### REQUIRED ACTION
Would you write out every entry exactly, but without the pictures?

======

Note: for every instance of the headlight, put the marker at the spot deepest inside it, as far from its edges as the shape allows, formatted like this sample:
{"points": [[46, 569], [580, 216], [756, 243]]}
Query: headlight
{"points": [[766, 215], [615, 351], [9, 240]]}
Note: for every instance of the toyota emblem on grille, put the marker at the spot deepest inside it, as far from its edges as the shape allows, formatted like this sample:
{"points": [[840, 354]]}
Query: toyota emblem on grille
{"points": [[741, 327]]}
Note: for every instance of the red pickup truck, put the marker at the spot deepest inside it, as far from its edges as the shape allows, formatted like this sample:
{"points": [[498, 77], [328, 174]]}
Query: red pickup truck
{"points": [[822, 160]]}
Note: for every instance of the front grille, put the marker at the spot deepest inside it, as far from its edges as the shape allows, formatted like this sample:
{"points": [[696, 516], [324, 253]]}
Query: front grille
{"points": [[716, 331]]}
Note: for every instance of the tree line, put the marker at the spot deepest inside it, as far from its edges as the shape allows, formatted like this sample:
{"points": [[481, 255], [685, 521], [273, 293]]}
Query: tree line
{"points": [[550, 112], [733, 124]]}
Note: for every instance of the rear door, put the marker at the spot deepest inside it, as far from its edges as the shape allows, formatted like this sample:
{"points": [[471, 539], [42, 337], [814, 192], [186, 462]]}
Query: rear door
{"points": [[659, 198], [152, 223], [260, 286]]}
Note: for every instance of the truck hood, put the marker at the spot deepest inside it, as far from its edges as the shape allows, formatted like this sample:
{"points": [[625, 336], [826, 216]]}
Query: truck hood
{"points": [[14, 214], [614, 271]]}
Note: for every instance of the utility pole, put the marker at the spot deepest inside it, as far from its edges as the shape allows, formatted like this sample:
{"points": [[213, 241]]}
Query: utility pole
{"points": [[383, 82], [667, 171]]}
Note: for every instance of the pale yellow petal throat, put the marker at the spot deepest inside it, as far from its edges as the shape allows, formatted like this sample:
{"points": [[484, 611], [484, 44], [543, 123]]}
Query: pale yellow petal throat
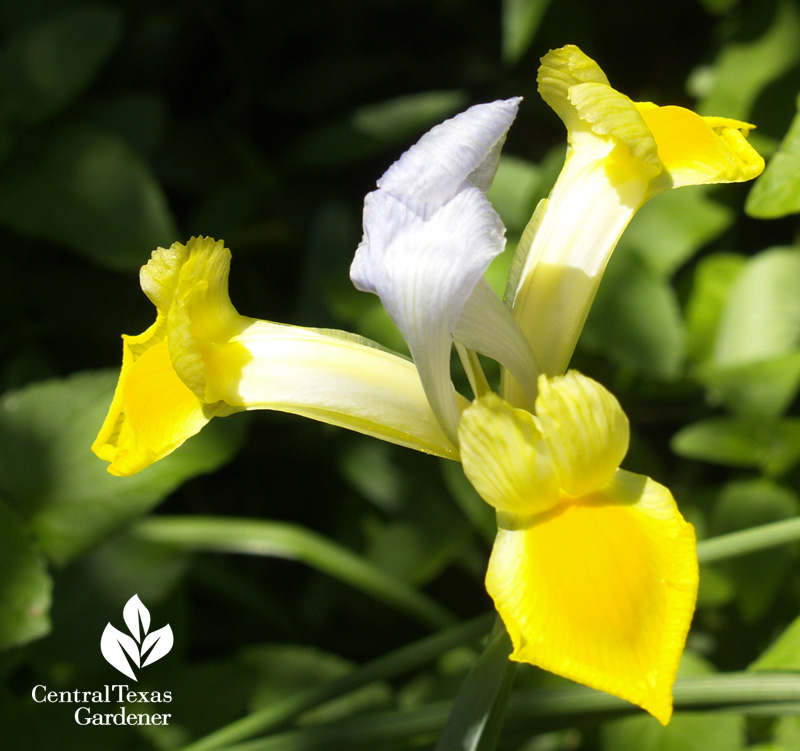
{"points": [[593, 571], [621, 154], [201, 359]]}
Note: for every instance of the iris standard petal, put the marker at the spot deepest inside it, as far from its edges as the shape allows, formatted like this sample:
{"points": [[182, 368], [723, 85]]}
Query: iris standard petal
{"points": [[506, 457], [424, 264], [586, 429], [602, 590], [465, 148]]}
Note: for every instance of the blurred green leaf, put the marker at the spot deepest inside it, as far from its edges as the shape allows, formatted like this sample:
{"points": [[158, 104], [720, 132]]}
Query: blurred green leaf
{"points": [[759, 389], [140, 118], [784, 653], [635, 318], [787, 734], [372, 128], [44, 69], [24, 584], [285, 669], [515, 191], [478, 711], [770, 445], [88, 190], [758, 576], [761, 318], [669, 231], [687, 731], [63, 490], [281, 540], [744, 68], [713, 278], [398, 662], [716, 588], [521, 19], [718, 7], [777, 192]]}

======

### REPLY TO THE EXERCISE
Note: for every instance of the headlight, put the marker at the spot deepest inside it, as far from its edges as the shape allows, formatted like this sample:
{"points": [[46, 569], [580, 216], [756, 243]]}
Query: headlight
{"points": [[766, 215], [615, 351], [9, 240]]}
Note: for every instance of the toyota emblem on grille, put the marker at the spot deepest inside it, as far from its edges as the shape allows, formatted like this sample:
{"points": [[840, 354]]}
Query: toyota emblem on grille
{"points": [[741, 327]]}
Note: for every instance of the red pickup truck, put the marker at the spot deepest inside it, as far from its edges as the shape allows, formatted like this sample:
{"points": [[498, 77], [328, 174]]}
Query: red pickup truck
{"points": [[822, 160]]}
Note: for every instance of the front grille, put the marker at the spot deepest inside it, as far from its edges as the shape allows, formatted like this sample:
{"points": [[696, 516], [324, 253]]}
Query: front grille
{"points": [[716, 331]]}
Note: for every instance of the tree line, put the marker at the spot deepest inside it, as far from its edges as the shape allows, formatted like this sample:
{"points": [[481, 255], [685, 521], [273, 293]]}
Query: tree line
{"points": [[550, 112], [733, 124]]}
Note: for every instance of the rear door, put the marker at the spot deepest inside it, as far from its edges as the shape allows, formatted like this sample:
{"points": [[471, 539], [42, 337], [814, 192], [186, 462]]}
Query: rear door
{"points": [[659, 198], [152, 223], [260, 286]]}
Note: for every instance of the truck hood, put the marker at the spot deepest inside it, as far from its edges as the shape allows, formatted like this sample:
{"points": [[625, 336], [826, 216]]}
Query: truck hood
{"points": [[14, 214], [614, 271]]}
Note: for every instance of the utility pole, put the marker at the spot deepest inside it, as far from its edges as the shape allows, formatted like this sample:
{"points": [[213, 241]]}
Query: utility pole
{"points": [[383, 82], [667, 171]]}
Note: for every instance of the pale yellow petal throat, put the marker at the spot deepest inside it, as far from its edges as the shape allows, formatted like this sample:
{"points": [[484, 611], [484, 44], [543, 123]]}
Query: pale yellow petal throat
{"points": [[593, 571], [621, 154], [201, 359]]}
Note: for every instance of the iris standard petal, put the marker at the spot deepest inside it, as far from its edges as the shape allows, formatted like this sample:
{"points": [[182, 368], [723, 85]]}
Query: iris standard petal
{"points": [[506, 457], [424, 264], [586, 429], [602, 590], [465, 148]]}
Note: for every instance of the blurred green leaf, put the marker at the spot deepest inside it, as far from its edges as the shape allows, formatted like this sample:
{"points": [[158, 104], [720, 132]]}
Query: blurred green leaf
{"points": [[759, 389], [140, 118], [784, 653], [635, 318], [787, 734], [372, 128], [44, 69], [24, 584], [285, 669], [515, 191], [478, 711], [770, 445], [88, 190], [758, 576], [761, 318], [669, 231], [687, 731], [63, 490], [281, 540], [744, 68], [713, 278], [398, 662], [716, 588], [521, 19], [718, 7], [777, 192]]}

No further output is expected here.